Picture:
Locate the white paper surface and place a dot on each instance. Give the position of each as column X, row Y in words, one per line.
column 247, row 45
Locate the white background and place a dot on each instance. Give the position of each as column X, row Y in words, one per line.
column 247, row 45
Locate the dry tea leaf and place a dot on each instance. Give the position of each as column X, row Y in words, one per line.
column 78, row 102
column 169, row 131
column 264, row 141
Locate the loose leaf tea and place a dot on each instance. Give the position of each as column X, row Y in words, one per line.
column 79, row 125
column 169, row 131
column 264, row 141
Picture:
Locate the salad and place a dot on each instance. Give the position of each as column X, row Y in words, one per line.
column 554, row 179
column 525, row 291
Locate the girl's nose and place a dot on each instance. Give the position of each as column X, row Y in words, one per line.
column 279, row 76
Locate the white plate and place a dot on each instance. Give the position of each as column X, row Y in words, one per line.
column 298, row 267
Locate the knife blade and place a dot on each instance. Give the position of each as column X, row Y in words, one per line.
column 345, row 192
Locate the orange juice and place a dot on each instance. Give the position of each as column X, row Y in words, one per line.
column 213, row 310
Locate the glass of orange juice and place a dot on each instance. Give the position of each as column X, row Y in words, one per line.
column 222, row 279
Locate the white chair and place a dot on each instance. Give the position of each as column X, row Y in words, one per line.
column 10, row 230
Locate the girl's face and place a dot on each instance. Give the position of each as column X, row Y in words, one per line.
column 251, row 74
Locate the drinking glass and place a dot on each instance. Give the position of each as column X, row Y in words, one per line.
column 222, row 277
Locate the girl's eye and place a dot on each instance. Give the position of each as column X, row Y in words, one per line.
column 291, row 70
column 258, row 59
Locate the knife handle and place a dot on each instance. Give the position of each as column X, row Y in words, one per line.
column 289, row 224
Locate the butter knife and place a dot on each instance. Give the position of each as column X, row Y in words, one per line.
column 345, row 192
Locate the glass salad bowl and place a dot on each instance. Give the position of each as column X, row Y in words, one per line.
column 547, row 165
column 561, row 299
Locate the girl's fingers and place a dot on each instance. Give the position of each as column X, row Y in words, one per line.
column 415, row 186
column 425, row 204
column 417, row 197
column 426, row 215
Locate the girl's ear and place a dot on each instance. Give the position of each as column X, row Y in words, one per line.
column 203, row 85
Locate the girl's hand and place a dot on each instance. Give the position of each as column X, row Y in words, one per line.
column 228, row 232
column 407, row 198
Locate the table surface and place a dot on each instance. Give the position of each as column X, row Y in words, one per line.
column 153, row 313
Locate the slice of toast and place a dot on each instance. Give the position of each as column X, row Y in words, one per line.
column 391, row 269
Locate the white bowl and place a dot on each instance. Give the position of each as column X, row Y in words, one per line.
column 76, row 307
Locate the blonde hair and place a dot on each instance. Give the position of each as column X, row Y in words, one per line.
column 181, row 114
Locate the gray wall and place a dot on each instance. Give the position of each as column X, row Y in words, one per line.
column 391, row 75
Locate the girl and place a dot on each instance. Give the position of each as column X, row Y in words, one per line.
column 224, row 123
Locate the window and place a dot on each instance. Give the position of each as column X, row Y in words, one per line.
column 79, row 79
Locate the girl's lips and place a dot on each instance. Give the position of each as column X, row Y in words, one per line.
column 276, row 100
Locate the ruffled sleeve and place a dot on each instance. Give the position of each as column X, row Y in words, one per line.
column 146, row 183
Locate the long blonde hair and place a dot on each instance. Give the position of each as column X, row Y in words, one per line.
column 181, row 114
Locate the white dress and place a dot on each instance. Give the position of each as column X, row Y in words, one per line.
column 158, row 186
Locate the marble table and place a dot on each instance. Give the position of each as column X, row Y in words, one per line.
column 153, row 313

::::::::

Your instructions –
Reproduce the listing above word for word, from its first line through its last.

Result below –
Picture:
Locate the white paper surface and place a dot on each instance. Give the position of each as column X, row Y in words, one per line.
column 247, row 45
Locate the white background and place a dot on each instance. Give the position of each as column X, row Y in words, one per line.
column 247, row 45
Locate the dry tea leaf and place a dot on each instance. Give the position of each as column X, row Y in words, one per line.
column 78, row 102
column 169, row 131
column 264, row 141
Locate the loose leaf tea and place a dot on each instance. Give the position of each as column X, row Y in words, one per line.
column 79, row 125
column 169, row 131
column 264, row 141
Picture:
Locate the salad and place a dot on each instance. Give the position of each as column X, row Y in words, one per line.
column 554, row 179
column 525, row 291
Locate the girl's nose and place a dot on each instance. Give the position of each as column X, row Y in words, one per line.
column 279, row 76
Locate the white plate and place a dot on each instance. Give the position of each as column X, row Y in words, one per line.
column 298, row 267
Locate the knife blade and place a dot on each instance. Give the position of each as column X, row Y in words, one per line.
column 345, row 192
Locate the orange juice and place a dot on each instance. Give the position of each as column X, row Y in words, one per line.
column 213, row 310
Locate the glass of orange juice and place a dot on each instance. Give the position of each as column X, row Y in words, one per line.
column 222, row 279
Locate the white chair and place a dot on each instance. Give the position of each as column X, row Y in words, one per line.
column 10, row 230
Locate the girl's face and place a dot on each instance. Give the position of each as column X, row Y in words, one per line.
column 251, row 74
Locate the drinking glass and place a dot on each instance. Give the position of each as column X, row Y in words, one per line.
column 222, row 277
Locate the girl's eye and place a dot on each instance. Give the position of each as column X, row Y in words, one per line.
column 291, row 70
column 258, row 59
Locate the knife handle and place a dot on each instance. Give the position of each as column X, row Y in words, one per line.
column 289, row 224
Locate the butter knife and place a dot on each instance. Give the position of each as column X, row Y in words, one per line.
column 345, row 192
Locate the glass salad bowl and place a dot on each instance. Give the position of each as column X, row Y in words, one per line.
column 547, row 165
column 561, row 299
Locate the girl's fingers and place a dot on each instance. Give the position of each as column X, row Y in words, one per line.
column 415, row 186
column 425, row 204
column 417, row 197
column 426, row 215
Locate the girl's ear and place a dot on each instance. Give the position of each as column X, row Y in words, one per line.
column 203, row 85
Locate the girl's hand and place a dot on each instance. Give the position of each as column X, row Y in words, one per line.
column 228, row 232
column 407, row 198
Locate the table surface and place a dot on each instance. Give the position of each as column X, row Y in words, one per line.
column 153, row 313
Locate the slice of toast and place a dot on each instance. Give the position of each as column X, row Y in words, one per line.
column 391, row 269
Locate the white bowl and place a dot on each instance. Give the position of each as column X, row Y in words, one per line.
column 76, row 307
Locate the blonde hair and place a dot on each instance. Give the position of each as column X, row Y in words, one per line.
column 181, row 114
Locate the gray wall and place a dot on each instance. Give the position of each as column X, row Y in words, one per line.
column 391, row 75
Locate the girl and place a dot on each instance. Give the position of each as column X, row Y in words, one per line.
column 224, row 123
Locate the window and place a dot on each instance. Give the position of each as column X, row Y in words, one per line.
column 79, row 79
Locate the girl's lips and place a dot on each instance. Give the position of each as column X, row Y in words, one per line.
column 276, row 100
Locate the ruffled sleeve and place a dot on each instance. Give the position of each as column X, row Y in words, one per line.
column 146, row 183
Locate the long blonde hair and place a dot on each instance. Give the position of each as column X, row Y in words, one per line.
column 181, row 114
Locate the white dress and place a dot on each instance. Give the position of each as column X, row Y in words, one per line.
column 158, row 186
Locate the marble table and place a dot on each instance. Give the position of each as column X, row Y in words, one per line.
column 153, row 313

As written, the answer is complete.